## WHAT IS NEEDED:
Return the data exactly, with all pictures removed.

• • •

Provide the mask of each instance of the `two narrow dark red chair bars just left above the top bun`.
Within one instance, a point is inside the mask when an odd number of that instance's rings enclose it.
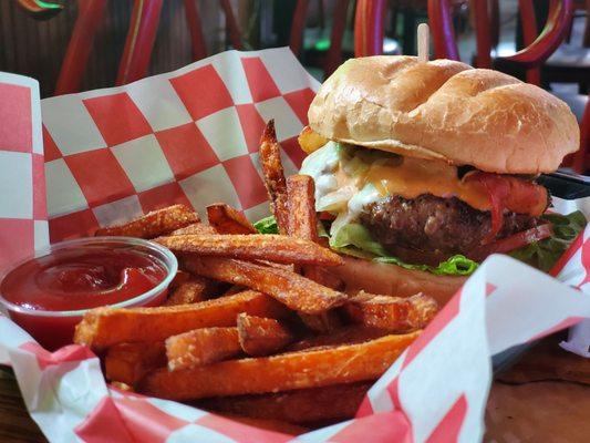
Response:
[[[323,1],[323,0],[319,0]],[[332,10],[332,32],[330,34],[330,49],[323,61],[325,76],[330,75],[342,63],[342,41],[346,29],[346,17],[350,0],[337,0]],[[306,30],[306,18],[308,14],[308,0],[297,0],[293,19],[291,21],[291,33],[289,35],[289,48],[296,55],[301,52],[303,42],[303,31]],[[323,7],[323,4],[322,4]]]

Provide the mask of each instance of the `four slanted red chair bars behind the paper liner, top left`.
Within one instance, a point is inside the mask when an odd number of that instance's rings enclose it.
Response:
[[[231,45],[241,49],[238,22],[229,0],[221,0],[226,16],[226,29]],[[146,75],[152,49],[156,39],[163,0],[134,0],[130,30],[118,65],[116,85],[134,82]],[[200,25],[196,0],[185,0],[185,13],[190,31],[193,56],[195,60],[207,56],[207,48]],[[60,70],[55,95],[77,92],[92,51],[94,37],[103,21],[106,0],[80,0],[79,16],[72,38]]]

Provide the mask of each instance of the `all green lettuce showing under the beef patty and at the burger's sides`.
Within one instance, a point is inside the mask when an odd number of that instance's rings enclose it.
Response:
[[[531,243],[509,255],[547,272],[583,230],[587,220],[579,210],[567,216],[546,214],[542,218],[553,226],[553,236]],[[277,220],[272,216],[262,218],[255,223],[253,226],[260,234],[278,234],[279,231]],[[321,224],[319,233],[321,236],[329,237]],[[392,264],[405,269],[424,270],[437,276],[470,276],[479,266],[477,261],[462,255],[453,256],[439,262],[438,266],[405,262],[397,257],[389,255],[383,246],[371,237],[369,230],[358,223],[349,223],[338,229],[335,235],[330,238],[330,247],[353,257]]]

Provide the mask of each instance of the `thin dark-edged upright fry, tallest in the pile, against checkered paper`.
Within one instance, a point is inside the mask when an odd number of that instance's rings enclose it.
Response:
[[[287,183],[273,120],[267,123],[260,138],[260,164],[262,165],[265,185],[270,197],[272,214],[279,226],[279,233],[286,235],[288,233]]]

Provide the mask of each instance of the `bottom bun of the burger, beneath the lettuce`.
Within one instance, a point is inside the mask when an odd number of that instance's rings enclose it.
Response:
[[[345,291],[365,290],[385,296],[410,297],[424,292],[444,306],[467,277],[436,276],[423,270],[342,256],[344,265],[330,271],[344,281]]]

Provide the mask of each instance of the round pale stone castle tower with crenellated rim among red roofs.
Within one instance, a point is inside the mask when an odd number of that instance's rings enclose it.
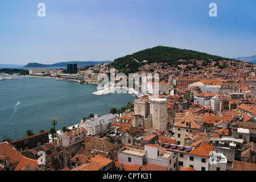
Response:
[[[150,114],[154,129],[167,129],[167,100],[165,98],[152,98],[150,100]]]

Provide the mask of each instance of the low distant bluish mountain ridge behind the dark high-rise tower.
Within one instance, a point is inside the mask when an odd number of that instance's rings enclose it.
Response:
[[[80,67],[86,67],[87,65],[97,65],[97,64],[104,64],[104,63],[111,63],[111,61],[81,61]],[[29,63],[25,65],[23,68],[47,68],[47,67],[66,67],[67,64],[77,64],[77,61],[68,61],[68,62],[60,62],[54,64],[40,64],[40,63]]]

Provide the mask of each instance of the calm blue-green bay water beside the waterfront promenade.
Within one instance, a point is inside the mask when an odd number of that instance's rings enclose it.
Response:
[[[89,114],[109,114],[111,107],[120,109],[134,102],[130,94],[95,96],[97,85],[54,78],[19,77],[0,81],[0,142],[3,135],[12,140],[23,138],[26,130],[38,134],[49,131],[55,119],[56,130],[72,126]],[[20,102],[20,104],[18,103]]]

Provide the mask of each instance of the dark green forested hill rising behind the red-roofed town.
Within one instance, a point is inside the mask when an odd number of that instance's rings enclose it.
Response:
[[[214,56],[209,55],[207,53],[192,51],[188,49],[179,49],[173,47],[165,47],[165,46],[157,46],[153,48],[148,48],[143,51],[135,52],[131,55],[127,55],[124,57],[119,57],[115,59],[111,64],[110,67],[123,70],[124,72],[137,72],[138,68],[141,65],[145,64],[142,63],[143,60],[147,60],[147,63],[167,63],[168,65],[178,65],[181,64],[178,60],[208,60],[213,59],[214,61],[218,60],[231,60],[229,58],[221,57],[221,56]],[[137,61],[136,61],[137,60]],[[188,64],[189,62],[187,62]],[[130,69],[130,71],[126,71]]]

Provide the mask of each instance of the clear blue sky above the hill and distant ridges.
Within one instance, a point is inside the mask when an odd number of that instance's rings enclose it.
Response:
[[[254,0],[0,0],[0,64],[114,60],[159,45],[241,57],[255,43]]]

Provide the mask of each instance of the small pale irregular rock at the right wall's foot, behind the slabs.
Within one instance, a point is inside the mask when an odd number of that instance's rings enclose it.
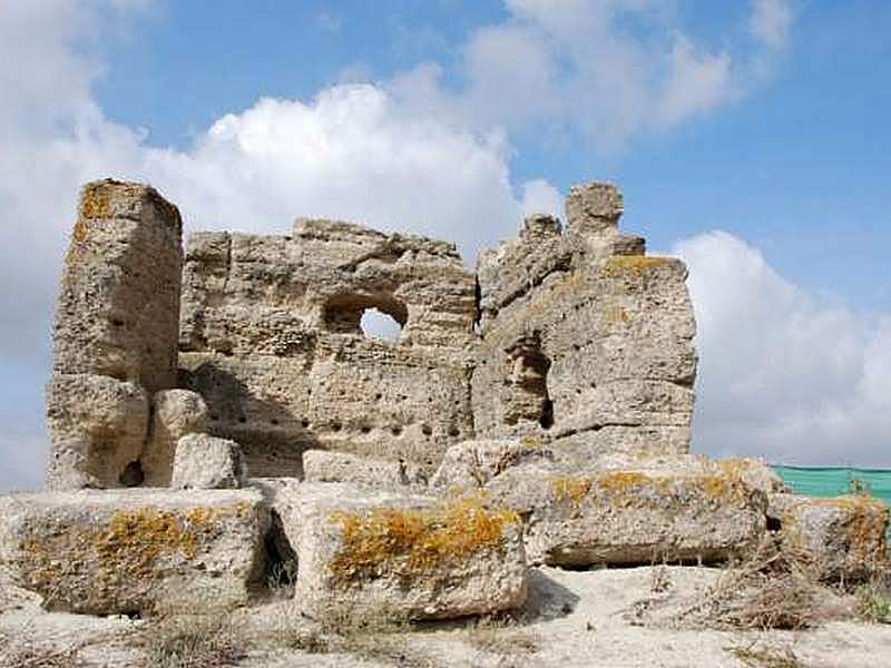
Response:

• • •

## YOUR SOLUTION:
Provide the mask of each instance of the `two narrow dark red chair bars just left above the top bun`.
Within one instance, a point is inside the mask when an odd number of that instance's rings enclose it.
Response:
[[[323,1],[323,0],[319,0]],[[332,10],[332,32],[330,34],[330,49],[323,61],[325,76],[330,75],[342,63],[342,41],[346,29],[346,17],[350,0],[337,0]],[[306,30],[306,18],[308,14],[308,0],[297,0],[293,19],[291,21],[291,33],[289,35],[289,48],[296,55],[301,52],[303,42],[303,31]],[[323,7],[323,4],[322,4]]]

Provide the mask of each instance of the `four slanted red chair bars behind the paper liner, top left`.
Within one instance, a point is inside the mask when an odd number of that instance's rings enclose it.
Response:
[[[231,45],[241,49],[238,22],[229,0],[221,0],[226,16],[226,29]],[[146,75],[152,49],[156,39],[163,0],[134,0],[130,30],[118,65],[116,85],[134,82]],[[200,25],[196,0],[185,0],[185,13],[190,31],[193,56],[195,60],[207,56],[207,48]],[[60,70],[55,95],[77,92],[92,51],[94,37],[103,21],[106,0],[80,0],[79,16],[72,38]]]

Provide the mask of each instance of the `all green lettuce showing under the beef patty and at the burger's sides`.
Within one instance, a point is inside the mask when an odd number of that instance's rings enclose it.
Response:
[[[531,243],[509,255],[547,272],[583,230],[587,220],[579,210],[567,216],[546,214],[542,218],[553,226],[553,236]],[[277,220],[272,216],[262,218],[255,223],[253,226],[260,234],[278,234],[279,231]],[[321,224],[319,233],[321,236],[329,237]],[[392,264],[405,269],[424,270],[437,276],[470,276],[479,266],[477,261],[462,255],[453,256],[439,262],[438,266],[405,262],[397,257],[389,255],[383,246],[371,237],[369,230],[358,223],[349,223],[338,229],[335,235],[330,238],[330,247],[353,257]]]

Provide the mask of each instance of the `thin dark-edged upright fry, tallest in the pile, against checkered paper`.
Within one instance, a point is inside the mask when an odd number of that instance's rings enclose it.
Response:
[[[287,183],[273,120],[267,123],[260,138],[260,164],[262,165],[265,185],[270,197],[272,214],[279,226],[279,233],[286,235],[288,233]]]

Provide the mask of each instance of the `bottom bun of the burger, beneath the lettuce`.
Within one instance, a point is inside the mask when an odd number of that instance's rings enclose it.
Response:
[[[345,291],[365,290],[385,296],[410,297],[424,292],[444,306],[467,277],[436,276],[423,270],[342,256],[344,265],[330,271],[344,281]]]

Provide the mask of each instance of the round pale stone castle tower with crenellated rim among red roofs.
Within one instance, a point is inside the mask when an odd number of that instance's rings enclose it.
Response:
[[[150,114],[154,129],[167,129],[167,100],[165,98],[152,98],[150,100]]]

Provide the mask of each instance of the low distant bluish mountain ridge behind the dark high-rise tower.
Within one instance, a point is inside the mask when an odd number of that instance's rings enclose it.
Response:
[[[80,67],[86,67],[87,65],[97,65],[97,64],[104,64],[104,63],[111,63],[111,61],[81,61]],[[29,63],[25,65],[23,68],[47,68],[47,67],[66,67],[67,64],[77,64],[77,61],[68,61],[68,62],[60,62],[54,64],[40,64],[40,63]]]

Provide the mask of each instance of the calm blue-green bay water beside the waterfront promenade.
Within one instance, a point is inside the mask when an odd number of that instance's rings enclose it.
Response:
[[[89,114],[109,114],[111,107],[120,109],[134,102],[130,94],[95,96],[97,85],[54,78],[19,77],[0,81],[0,142],[3,135],[12,140],[23,138],[26,130],[38,134],[49,131],[55,119],[56,130],[72,126]],[[20,102],[20,104],[18,103]]]

Provide the mask of each instance of the dark green forested hill rising behind the red-roofed town.
Within one instance, a point is inside the mask when an odd number of that instance's rings enclose it.
Response:
[[[214,56],[209,55],[207,53],[192,51],[188,49],[179,49],[173,47],[165,47],[165,46],[157,46],[153,48],[148,48],[143,51],[135,52],[131,55],[127,55],[124,57],[119,57],[115,59],[111,64],[110,67],[123,70],[124,72],[137,72],[138,68],[141,65],[145,64],[142,63],[143,60],[147,60],[147,63],[167,63],[168,65],[178,65],[181,64],[178,60],[208,60],[213,59],[214,61],[218,60],[231,60],[229,58],[221,57],[221,56]],[[137,61],[136,61],[137,60]],[[188,64],[189,62],[187,62]],[[130,69],[130,71],[126,71]]]

Provide the mask of each instance of the clear blue sky above the hill and distant ridges.
Within one instance, a point is inside the mask when an odd number of that instance's rings enclose it.
Response:
[[[254,0],[0,0],[0,64],[114,60],[159,45],[241,57],[255,43]]]

Provide the mask of each instance of the small pale irregular rock at the right wall's foot, behind the slabs.
Within one instance, a point is inside the mask when an odd number of that instance's rings enclose it.
Response:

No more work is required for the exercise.